### [PROBLEM]
I would like you to restate each record word for word.

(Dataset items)
══════════════════════════════

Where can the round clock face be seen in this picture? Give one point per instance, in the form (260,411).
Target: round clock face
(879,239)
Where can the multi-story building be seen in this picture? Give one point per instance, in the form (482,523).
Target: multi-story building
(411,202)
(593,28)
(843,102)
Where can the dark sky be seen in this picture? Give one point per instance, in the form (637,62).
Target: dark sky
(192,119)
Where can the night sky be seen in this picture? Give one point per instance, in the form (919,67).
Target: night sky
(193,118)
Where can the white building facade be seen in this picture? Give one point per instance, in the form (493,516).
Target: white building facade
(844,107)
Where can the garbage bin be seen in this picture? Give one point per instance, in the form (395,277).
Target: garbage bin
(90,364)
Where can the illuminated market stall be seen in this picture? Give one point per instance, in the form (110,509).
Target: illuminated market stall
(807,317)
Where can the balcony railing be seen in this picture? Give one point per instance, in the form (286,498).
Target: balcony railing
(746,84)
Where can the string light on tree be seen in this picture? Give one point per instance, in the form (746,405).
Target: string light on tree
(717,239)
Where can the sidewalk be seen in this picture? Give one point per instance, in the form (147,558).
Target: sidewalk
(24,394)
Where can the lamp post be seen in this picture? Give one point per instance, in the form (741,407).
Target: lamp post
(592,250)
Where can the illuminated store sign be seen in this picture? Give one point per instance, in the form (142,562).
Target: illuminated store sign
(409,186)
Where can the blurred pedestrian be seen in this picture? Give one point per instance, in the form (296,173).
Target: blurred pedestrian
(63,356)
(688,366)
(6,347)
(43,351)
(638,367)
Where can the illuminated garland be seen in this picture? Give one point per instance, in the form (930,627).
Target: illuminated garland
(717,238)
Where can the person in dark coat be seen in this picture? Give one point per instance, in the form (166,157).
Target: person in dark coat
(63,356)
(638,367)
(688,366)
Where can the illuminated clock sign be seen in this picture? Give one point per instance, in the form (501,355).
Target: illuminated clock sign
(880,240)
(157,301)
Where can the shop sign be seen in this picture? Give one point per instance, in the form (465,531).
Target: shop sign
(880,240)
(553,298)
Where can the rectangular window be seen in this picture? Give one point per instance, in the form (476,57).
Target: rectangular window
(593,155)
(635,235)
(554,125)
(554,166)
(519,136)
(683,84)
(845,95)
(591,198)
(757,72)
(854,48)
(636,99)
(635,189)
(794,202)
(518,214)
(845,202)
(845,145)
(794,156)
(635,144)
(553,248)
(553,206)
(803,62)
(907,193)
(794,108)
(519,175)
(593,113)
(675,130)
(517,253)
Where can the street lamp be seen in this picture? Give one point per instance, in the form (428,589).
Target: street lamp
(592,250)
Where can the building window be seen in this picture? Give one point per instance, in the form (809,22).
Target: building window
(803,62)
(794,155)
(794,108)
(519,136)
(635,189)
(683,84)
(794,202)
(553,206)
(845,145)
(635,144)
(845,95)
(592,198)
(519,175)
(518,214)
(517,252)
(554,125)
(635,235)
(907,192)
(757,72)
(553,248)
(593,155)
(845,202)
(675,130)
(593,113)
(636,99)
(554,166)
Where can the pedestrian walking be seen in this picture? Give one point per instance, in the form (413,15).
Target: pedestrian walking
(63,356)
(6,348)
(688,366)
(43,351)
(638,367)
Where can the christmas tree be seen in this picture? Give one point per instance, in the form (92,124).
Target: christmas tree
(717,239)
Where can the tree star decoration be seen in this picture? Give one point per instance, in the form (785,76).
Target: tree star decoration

══════════════════════════════

### [WRITTEN RESPONSE]
Where can the round clock face be seen in this picture? Give one point per instance, in the form (260,411).
Target: round clock face
(879,239)
Where can the multi-story building be seen in this picture? Give one point per instance, in the form (482,523).
Target: multi-story building
(411,202)
(593,28)
(843,102)
Where can the dark sky be seen in this picture? Give one point per instance, in the form (637,62).
Target: dark sky
(192,119)
Where can the night sky be seen in this picture? Give one point per instance, in the form (919,67).
Target: night sky
(193,118)
Where can the white building facade be seen in this picture? Give one point per instance, in the form (493,516).
Target: white building facade
(844,107)
Where can the garbage bin be seen in this picture? Give one point per instance, in the form (395,277).
Target: garbage bin
(90,364)
Where can the illuminated market stall be seen in this picture? Give one point per instance, in the form (110,509).
Target: illuminated market stall
(807,317)
Where can the balcony railing be seen in this picture? Give one point per instance, in the form (286,498).
Target: balcony railing
(746,84)
Where can the string light on tree be seen in this picture? Give one point per instance, in the form (746,405).
Target: string light on tree
(717,239)
Where can the sidewalk be seen in this picture? Give one point per instance, in the form (147,558).
Target: sidewalk
(24,394)
Where can the lamp post be seen in this picture? Give one point per instance, in the form (741,407).
Target: lamp post
(592,250)
Where can the illuminated store sign be seen in this picture? Give one point per instance, in the form (142,562).
Target: illuminated store sign
(409,186)
Where can the blurred pedestrian be seen in this picture? Give one point per instance, in the form (296,173).
Target: blurred pedestrian
(63,356)
(688,366)
(6,347)
(43,351)
(638,367)
Where can the illuminated garland be seen in this picture? Give one point per instance, in the form (930,627).
Target: illuminated garland
(717,238)
Where can the person in dark coat be seen in this picture? Give one point per instance, in the form (166,157).
Target: person in dark coat
(63,356)
(638,367)
(688,366)
Where can the illuminated clock sign be seen in this picture? Give one point per instance, in the form (501,355).
Target: illuminated clock sign
(880,240)
(157,301)
Where can the shop sign be seen in this picture? Give one point per instance, in the form (465,531).
Target: shop sign
(880,240)
(553,298)
Where can the rectangular window be seen in this picture? Give one point per instance, in the form (476,57).
Target: rectangular window
(593,155)
(635,235)
(554,125)
(554,166)
(519,136)
(683,84)
(845,95)
(591,198)
(757,72)
(854,48)
(636,99)
(635,189)
(794,202)
(518,214)
(845,202)
(845,145)
(794,156)
(635,144)
(553,248)
(553,206)
(803,62)
(907,193)
(794,108)
(519,175)
(593,113)
(675,130)
(517,253)
Where can the street lamp be seen in this picture? Give one point per instance, in the form (428,589).
Target: street lamp
(592,250)
Where can the building window be seen in this picture? Give one point per instance, in the form (809,22).
Target: building window
(803,62)
(794,155)
(794,108)
(519,136)
(635,189)
(683,84)
(794,202)
(553,206)
(845,145)
(635,144)
(845,95)
(592,198)
(519,175)
(518,214)
(517,252)
(554,125)
(635,235)
(907,192)
(757,72)
(553,248)
(593,155)
(845,202)
(675,130)
(593,113)
(636,99)
(554,166)
Where can the pedestrian walking be seen in this picture? Give one point per instance, in the form (413,15).
Target: pedestrian walking
(63,356)
(6,348)
(688,366)
(43,351)
(638,367)
Where can the christmas tree be seen in this picture? Give one point per instance, in the form (92,124).
Target: christmas tree
(717,239)
Where can the tree star decoration be seen in this picture? Give one point per instance, in the form (785,76).
Target: tree star decoration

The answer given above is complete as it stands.